■ **Text passage**
In addition to p38α and TGFβ2, the composition of the ECM has the potential to determine proliferation and dormancy. Adhesion to the ECM initiates intracellular signaling pathways that can increase cell cycle progression, motility, survival, and other metastatic phenotypes of tumor cells. For example, downregulation of the urokinase receptor in squamous cell carcinoma (HEp3) inactivates α5β1-integrins [46]. Subsequently, focal adhesion kinase (FAK) signaling is inhibited owing to the cells inability to bind to fibronectin. This results in dormancy of cancer cells. Conversely, dormancy to proliferative response in a fibrotic environment requires collagen-I mediated integrin β1 signaling, which requires activation of Src and FAK to phosphorylate myosin light chain kinase in an ERK dependent manner [47]. Clearly cytoskeletal rearrangement and ECM composition are critical in determining whether tumor cells will remain dormant or metastasize. Thus, inhibiting the growth promoting changes in an ECM-associated microenvironment may help prevent relapse.

■ **Work order A**
In the passage on tumor dormancy and the ECM, what does downregulation of the urokinase receptor in HEp3 cells inactivate?
■ **Work order B**
For each statement, decide whether the passage on tumor dormancy and the ECM supports it, and quote the words that settle it. (i) FAK signaling is inhibited because the cells cannot bind to fibronectin. (ii) In a fibrotic environment, the move from dormancy to proliferation requires collagen-IV mediated signaling. (iii) Adhesion to the ECM can reduce the motility of tumor cells.
■ **Work order C**
Resume the passage on tumor dormancy and the ECM after its last sentence.
The entries are separate from the passage on tumor dormancy and the ECM.

Point localization data

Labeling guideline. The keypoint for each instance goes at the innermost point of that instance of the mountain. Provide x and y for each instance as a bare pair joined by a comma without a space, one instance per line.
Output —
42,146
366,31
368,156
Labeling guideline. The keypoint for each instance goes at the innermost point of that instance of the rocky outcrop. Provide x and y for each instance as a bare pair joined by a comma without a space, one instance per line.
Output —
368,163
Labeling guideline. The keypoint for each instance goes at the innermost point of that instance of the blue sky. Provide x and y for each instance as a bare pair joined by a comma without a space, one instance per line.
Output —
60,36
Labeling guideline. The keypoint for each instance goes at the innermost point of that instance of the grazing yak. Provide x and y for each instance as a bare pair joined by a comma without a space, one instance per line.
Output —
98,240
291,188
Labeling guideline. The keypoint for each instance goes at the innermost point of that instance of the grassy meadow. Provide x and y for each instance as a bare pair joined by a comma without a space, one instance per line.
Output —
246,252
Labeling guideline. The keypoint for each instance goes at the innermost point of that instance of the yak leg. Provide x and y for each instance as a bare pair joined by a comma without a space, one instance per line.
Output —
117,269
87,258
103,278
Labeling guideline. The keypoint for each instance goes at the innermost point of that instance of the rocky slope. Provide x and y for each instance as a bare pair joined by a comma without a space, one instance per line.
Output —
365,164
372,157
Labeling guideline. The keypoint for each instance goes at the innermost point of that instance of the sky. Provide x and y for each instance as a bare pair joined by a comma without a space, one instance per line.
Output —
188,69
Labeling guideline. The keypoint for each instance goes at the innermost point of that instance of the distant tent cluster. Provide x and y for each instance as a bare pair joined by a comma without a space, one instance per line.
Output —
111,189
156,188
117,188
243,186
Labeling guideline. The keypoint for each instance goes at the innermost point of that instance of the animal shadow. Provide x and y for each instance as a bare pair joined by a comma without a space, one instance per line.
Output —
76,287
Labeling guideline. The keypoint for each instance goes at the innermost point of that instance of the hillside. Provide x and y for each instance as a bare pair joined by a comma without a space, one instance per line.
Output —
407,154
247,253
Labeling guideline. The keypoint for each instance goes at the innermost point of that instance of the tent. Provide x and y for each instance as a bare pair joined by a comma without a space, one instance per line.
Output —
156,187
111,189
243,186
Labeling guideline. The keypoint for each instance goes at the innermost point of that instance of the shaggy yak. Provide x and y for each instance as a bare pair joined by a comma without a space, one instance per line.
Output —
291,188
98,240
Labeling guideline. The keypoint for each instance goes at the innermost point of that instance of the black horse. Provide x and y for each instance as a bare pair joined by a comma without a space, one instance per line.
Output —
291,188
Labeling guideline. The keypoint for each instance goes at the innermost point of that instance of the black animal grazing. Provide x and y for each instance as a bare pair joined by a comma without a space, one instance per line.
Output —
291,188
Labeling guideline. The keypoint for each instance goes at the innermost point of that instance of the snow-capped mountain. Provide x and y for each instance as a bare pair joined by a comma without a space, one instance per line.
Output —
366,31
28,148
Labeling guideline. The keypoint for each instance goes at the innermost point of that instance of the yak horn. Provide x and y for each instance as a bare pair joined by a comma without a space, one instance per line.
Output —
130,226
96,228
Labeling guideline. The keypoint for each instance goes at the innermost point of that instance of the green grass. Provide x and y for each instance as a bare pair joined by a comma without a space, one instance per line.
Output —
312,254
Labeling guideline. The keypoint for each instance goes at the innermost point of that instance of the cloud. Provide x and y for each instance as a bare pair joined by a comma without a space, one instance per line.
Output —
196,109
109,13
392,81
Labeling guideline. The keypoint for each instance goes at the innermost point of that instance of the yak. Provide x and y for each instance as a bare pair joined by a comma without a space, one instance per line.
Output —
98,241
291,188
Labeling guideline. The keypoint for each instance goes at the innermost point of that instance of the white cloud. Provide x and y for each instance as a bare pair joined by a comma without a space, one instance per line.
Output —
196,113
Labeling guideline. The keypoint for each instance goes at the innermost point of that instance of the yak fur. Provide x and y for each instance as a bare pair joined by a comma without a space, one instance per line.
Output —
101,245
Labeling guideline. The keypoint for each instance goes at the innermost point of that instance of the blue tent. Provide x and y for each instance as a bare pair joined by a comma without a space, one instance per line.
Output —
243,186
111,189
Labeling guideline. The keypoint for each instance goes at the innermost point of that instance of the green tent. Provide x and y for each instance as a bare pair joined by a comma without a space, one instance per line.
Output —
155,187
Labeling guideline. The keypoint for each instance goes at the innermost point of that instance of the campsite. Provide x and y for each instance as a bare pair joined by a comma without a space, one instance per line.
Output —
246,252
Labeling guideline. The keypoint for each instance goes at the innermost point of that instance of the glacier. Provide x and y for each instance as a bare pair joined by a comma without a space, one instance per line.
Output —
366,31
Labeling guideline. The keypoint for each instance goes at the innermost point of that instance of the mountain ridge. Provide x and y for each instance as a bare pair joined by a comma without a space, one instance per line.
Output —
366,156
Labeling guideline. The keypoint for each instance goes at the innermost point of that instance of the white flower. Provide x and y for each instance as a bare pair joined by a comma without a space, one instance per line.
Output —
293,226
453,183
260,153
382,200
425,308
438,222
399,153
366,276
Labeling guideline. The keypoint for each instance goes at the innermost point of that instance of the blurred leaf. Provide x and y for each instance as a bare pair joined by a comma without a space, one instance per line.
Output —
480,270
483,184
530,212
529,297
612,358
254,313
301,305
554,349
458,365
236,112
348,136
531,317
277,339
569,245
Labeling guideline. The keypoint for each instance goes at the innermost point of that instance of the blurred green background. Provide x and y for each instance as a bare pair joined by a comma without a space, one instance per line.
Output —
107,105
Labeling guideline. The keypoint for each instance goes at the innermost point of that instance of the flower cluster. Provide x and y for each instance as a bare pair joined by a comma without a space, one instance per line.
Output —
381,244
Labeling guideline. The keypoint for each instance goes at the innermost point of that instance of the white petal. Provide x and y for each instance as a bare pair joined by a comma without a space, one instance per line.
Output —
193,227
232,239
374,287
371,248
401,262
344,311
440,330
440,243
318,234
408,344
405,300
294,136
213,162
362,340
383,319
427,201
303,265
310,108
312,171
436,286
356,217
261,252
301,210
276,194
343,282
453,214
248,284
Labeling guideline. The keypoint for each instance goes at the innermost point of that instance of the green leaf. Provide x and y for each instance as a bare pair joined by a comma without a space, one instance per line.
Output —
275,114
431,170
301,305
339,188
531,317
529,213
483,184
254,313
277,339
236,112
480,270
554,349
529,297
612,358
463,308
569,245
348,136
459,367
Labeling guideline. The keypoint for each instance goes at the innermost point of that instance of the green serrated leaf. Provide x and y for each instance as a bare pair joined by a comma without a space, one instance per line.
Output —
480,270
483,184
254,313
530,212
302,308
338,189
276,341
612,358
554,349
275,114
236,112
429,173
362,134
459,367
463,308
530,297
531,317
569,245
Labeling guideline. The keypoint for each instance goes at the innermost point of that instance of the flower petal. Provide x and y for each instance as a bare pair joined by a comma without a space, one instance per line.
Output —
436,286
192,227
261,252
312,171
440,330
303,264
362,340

■ **Output A**
It inactivates α5β1-integrins.

■ **Output B**
(i) Yes: "focal adhesion kinase (FAK) signaling is inhibited owing to the cells inability to bind to fibronectin."
(ii) No: "requires collagen-I mediated integrin β1 signaling."
(iii) No: "can increase cell cycle progression, motility, survival, and other metastatic phenotypes of tumor cells."

■ **Output C**
EMT and cancer advancement

The EMT program is now known to facilitate the metastatic spread and progression of cancer cells from the site of the primary tumor to the surrounding tissues and distant organ(s). The identification and biological characterization of the EMT inducing transcription factors Snail, Slug and Twist showed the cascade of the tissue remodeling process of epithelial tumors [48, 49]. Overexpression of these EMT signatures changes the polarity of epithelial cells such that they acquire the morphological and biochemical traits of mesenchymal cells. Numerous genes linked with EMT, evidence that this program is essential for tumor cells to circumvent apoptosis, anoikis, oncogene addiction, and cellular senescence and to escape immune surveillance [50].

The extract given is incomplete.